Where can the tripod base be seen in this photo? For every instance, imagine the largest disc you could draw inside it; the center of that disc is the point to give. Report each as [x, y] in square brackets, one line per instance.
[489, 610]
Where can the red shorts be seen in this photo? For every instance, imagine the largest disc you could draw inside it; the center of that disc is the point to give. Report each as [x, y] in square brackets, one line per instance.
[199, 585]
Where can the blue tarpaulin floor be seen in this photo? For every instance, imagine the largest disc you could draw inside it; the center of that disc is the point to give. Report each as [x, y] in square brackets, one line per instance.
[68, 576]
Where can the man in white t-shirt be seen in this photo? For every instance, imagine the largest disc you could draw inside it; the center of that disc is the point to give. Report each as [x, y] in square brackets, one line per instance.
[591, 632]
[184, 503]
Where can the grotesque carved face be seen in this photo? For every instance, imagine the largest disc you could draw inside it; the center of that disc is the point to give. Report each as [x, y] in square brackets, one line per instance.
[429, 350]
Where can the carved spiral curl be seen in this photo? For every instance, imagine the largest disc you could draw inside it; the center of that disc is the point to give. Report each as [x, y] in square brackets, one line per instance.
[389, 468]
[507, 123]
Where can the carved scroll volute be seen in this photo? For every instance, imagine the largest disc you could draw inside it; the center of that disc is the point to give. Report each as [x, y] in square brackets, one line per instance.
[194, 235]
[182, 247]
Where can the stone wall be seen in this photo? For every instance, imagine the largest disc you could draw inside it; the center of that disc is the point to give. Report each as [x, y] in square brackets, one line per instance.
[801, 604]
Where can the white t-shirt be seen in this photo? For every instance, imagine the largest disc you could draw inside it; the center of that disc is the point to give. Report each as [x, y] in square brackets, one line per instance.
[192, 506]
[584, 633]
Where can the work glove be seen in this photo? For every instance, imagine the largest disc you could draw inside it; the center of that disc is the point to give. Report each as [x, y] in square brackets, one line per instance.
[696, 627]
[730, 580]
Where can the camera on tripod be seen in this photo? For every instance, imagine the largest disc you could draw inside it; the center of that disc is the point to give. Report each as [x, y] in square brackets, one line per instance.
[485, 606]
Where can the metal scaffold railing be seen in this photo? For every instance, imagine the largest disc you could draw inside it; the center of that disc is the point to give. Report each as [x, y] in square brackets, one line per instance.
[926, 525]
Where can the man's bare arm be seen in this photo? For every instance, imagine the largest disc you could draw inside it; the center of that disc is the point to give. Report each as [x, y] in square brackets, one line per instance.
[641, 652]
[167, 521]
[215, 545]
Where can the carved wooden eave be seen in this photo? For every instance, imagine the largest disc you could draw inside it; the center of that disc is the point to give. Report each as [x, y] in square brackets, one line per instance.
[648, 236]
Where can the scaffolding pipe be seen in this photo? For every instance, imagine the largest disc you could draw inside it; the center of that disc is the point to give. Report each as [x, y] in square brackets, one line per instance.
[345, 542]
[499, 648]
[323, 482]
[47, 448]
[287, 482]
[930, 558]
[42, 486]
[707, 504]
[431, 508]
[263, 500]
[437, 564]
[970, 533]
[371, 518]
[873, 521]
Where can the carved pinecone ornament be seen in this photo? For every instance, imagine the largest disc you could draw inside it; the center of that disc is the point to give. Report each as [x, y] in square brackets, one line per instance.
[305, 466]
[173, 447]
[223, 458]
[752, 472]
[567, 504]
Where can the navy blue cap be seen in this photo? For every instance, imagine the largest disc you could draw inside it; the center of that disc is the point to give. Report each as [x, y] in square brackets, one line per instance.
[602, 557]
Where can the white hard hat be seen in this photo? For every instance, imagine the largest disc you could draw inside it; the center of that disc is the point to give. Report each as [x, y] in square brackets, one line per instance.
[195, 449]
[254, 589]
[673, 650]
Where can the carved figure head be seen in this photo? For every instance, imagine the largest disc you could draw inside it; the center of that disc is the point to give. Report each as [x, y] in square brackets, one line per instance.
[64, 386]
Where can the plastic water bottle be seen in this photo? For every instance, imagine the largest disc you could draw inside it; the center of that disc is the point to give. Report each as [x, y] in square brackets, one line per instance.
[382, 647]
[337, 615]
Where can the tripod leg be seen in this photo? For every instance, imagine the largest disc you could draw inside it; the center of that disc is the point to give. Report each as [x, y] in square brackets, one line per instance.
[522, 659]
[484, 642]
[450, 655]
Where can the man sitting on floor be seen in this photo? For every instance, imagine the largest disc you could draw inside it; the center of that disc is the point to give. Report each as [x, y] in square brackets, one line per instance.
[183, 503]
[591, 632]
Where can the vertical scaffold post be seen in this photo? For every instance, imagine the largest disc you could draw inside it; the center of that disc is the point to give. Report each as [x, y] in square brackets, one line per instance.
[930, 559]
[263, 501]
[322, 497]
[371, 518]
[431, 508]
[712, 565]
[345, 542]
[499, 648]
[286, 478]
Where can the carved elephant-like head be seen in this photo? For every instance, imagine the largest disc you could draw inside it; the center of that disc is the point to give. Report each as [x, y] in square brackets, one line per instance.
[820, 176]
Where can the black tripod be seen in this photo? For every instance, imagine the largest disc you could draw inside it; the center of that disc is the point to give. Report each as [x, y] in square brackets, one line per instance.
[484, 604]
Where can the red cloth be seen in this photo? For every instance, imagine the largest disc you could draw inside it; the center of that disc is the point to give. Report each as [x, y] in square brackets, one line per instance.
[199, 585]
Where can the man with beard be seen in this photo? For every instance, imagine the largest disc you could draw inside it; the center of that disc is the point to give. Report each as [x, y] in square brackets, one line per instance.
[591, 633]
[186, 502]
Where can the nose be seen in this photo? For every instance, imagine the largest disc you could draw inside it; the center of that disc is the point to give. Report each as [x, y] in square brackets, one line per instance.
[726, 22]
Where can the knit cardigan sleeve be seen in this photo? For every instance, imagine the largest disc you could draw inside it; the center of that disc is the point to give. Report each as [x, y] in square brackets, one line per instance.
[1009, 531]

WHAT NEEDS TO BE DONE — Output every record exactly as written, with nothing dropped.

RESPONSE —
Where can the tripod base be seen in this photo? For every instance, imagine the largest disc you could draw inside it; the center of that disc is the point to give. Report each as [x, y] in square brackets, one line per instance.
[489, 610]
Where can the red shorts be seen in this photo? For every instance, imagine the largest disc you could draw inside it; the center of that disc is the point to give. Report each as [x, y] in square brackets, one line per instance.
[199, 585]
Where can the blue tarpaulin floor be seen in this photo? For every instance, imagine the largest disc you could draw inside it; the center of that disc is the point to give. Report each as [x, y] in square brackets, one line per instance.
[68, 576]
Where can the man in white t-shirt be seen in this photo? For every instance, imagine the largest disc you could draw inside it; the center of that disc is the point to give. Report each as [x, y] in square brackets, one line per instance.
[591, 632]
[184, 503]
Where can the grotesque carved face be seen in this photo? For every instance, imagine the largest disc you could draw inside it; the center of that disc is the point to give. Report each as [x, y] in square brackets, one line per instance.
[429, 350]
Where can the carved spiral curl be seen in this photo? For every instance, imagine the largest disc you could draw inside it; the center of that disc is the point to give. Report each as [x, y] in square brackets, one line per instance.
[389, 468]
[507, 123]
Where can the carved scroll volute be seen in this photo? For every instance, imagine the largest disc you could draw inside it; the center of that disc is the point to give. Report each as [x, y] in square brackets, one line per instance.
[194, 235]
[182, 247]
Where can the stone wall be seen in this photo? For every instance, imagine the largest disc you could draw inside it; the center of that disc is the point to give. Report each as [x, y] in square brackets, one line per instance.
[801, 604]
Where can the white t-shirt be seen in this photo? For every instance, imagine the largest disc you could draw inside it; the center of that disc is the point to give. Report each as [x, y] in square brackets, one line per instance.
[192, 506]
[584, 633]
Where can the work glove be seen in this photo? For every instance, imagine the largest disc you could draw inside it; the center of that disc is the point to give. Report each as [x, y] in square brackets, one line per instance.
[696, 627]
[730, 580]
Where can the camera on tripod be seen in this photo? For every instance, imagine the largest disc you could draw inside it; the center of that disc is the point to give. Report each as [x, y] in square brackets, one line per instance.
[485, 606]
Where can the metal scaffold railing be seen in this photo? For every instance, imagine the largest disc you could draw inside it; the center of that disc is the point to give. Report each as [x, y] in square brackets, one line per instance.
[926, 525]
Where can the man's bare arm be seen in this photo? For every instance, imagine the largest disc you could draw inside it; the center of that disc is the point to give. Report each as [x, y] in square brackets, one line per instance.
[641, 652]
[167, 521]
[215, 545]
Where can the carved wooden eave be seen in this photo? For every instance, imagine the largest disc you could draw inside it; the center of that disc is the point to give. Report each as [x, y] in square brackets, one line per instance.
[648, 236]
Where can the scaffolding pipe be seen in this photo? For every instance, imagine the largest disc you could draw inside it; the center of that disc is the point to give. Report each as [x, y] in square brackets, one line per instance.
[345, 542]
[499, 648]
[323, 482]
[47, 448]
[287, 482]
[930, 558]
[42, 486]
[707, 504]
[431, 508]
[263, 500]
[437, 564]
[970, 533]
[371, 518]
[873, 521]
Where can the carved pinecone ornament be seen in this photo? For every instance, imagine the largest disc you could draw inside it; the center of that disc is the point to give. Report each as [x, y] in square brackets, one line per instance.
[305, 466]
[173, 447]
[223, 458]
[752, 472]
[567, 504]
Where can the navy blue cap be seen in this photo? For every instance, imagine the largest disc you could draw inside it; the center of that disc is the point to give. Report each as [x, y] in square brackets, one line per instance.
[602, 557]
Where can the white hard hat be seen in this photo? For every instance, imagine the largest disc you could draw inside it; the center of that disc is the point to give. Report each as [x, y] in square brackets, one line per instance.
[195, 449]
[254, 589]
[673, 650]
Where can the carved figure head be seen in this photo? For every instance, imagine the largest disc you could draw inside it; the center of that disc is the point to give. Report each as [x, y] in square brackets, one line per instance.
[64, 386]
Where can the plastic water bottle be seen in this photo? For every instance, imagine the largest disc you could draw inside it; the center of that disc is the point to give. Report each as [x, y] in square brackets, one line per instance.
[382, 647]
[337, 615]
Where can the tripod leg be seen in this photo? For every instance, imagine the largest disc you could draw inside it; the center of that disc is the point to give. Report each as [x, y] in square brackets, one line per instance.
[522, 659]
[484, 642]
[450, 655]
Where can the man sitting on floor be seen in this photo? For every instance, imagine the largest disc you could draw inside it; the center of that disc is the point to give. Report each as [x, y] in square brackets, one line per instance.
[183, 503]
[591, 632]
Where can the vertical scaffold post be seen in this photo? For every instance, imagine the largest disc you could draw inside it; the center of that disc is the point to give. Report each as [x, y] in square brackets, one line per instance.
[930, 559]
[263, 501]
[322, 497]
[371, 518]
[431, 508]
[712, 565]
[345, 542]
[499, 648]
[286, 478]
Where can the carved elephant-like head be seen in this photo? For every instance, imagine the largest disc you could draw inside it; the center of that disc is the point to give. Report each as [x, y] in square brackets, one line per instance.
[820, 176]
Where can the black tripod be seen in this photo? For every instance, imagine the largest disc you could draw inside it; the center of that disc is the point to give. Report each as [x, y] in square brackets, one line per instance.
[484, 604]
Where can the red cloth be seen in this photo? For every instance, imagine the largest disc you could draw inside it; the center of that disc is the point to give. Report each as [x, y] in square brackets, one line per instance.
[199, 585]
Where can the man with beard be seen in this photo? For every instance, imagine the largest disc you could draw inside it; the center of that disc is the point to give. Report each as [x, y] in square brackets, one line per instance.
[591, 633]
[186, 502]
Where can the nose be seen in this photo? For every instance, imagine the largest disc you could draw inside it; the center of that disc is the point to give. Report each as [x, y] in square brackets, one line per instance.
[726, 22]
Where can the knit cardigan sleeve be seen in this photo? For every instance, imagine the largest disc you could draw inside it; the center of that disc is the point to give. Report each as [x, y] in square brackets, one line per instance.
[1009, 531]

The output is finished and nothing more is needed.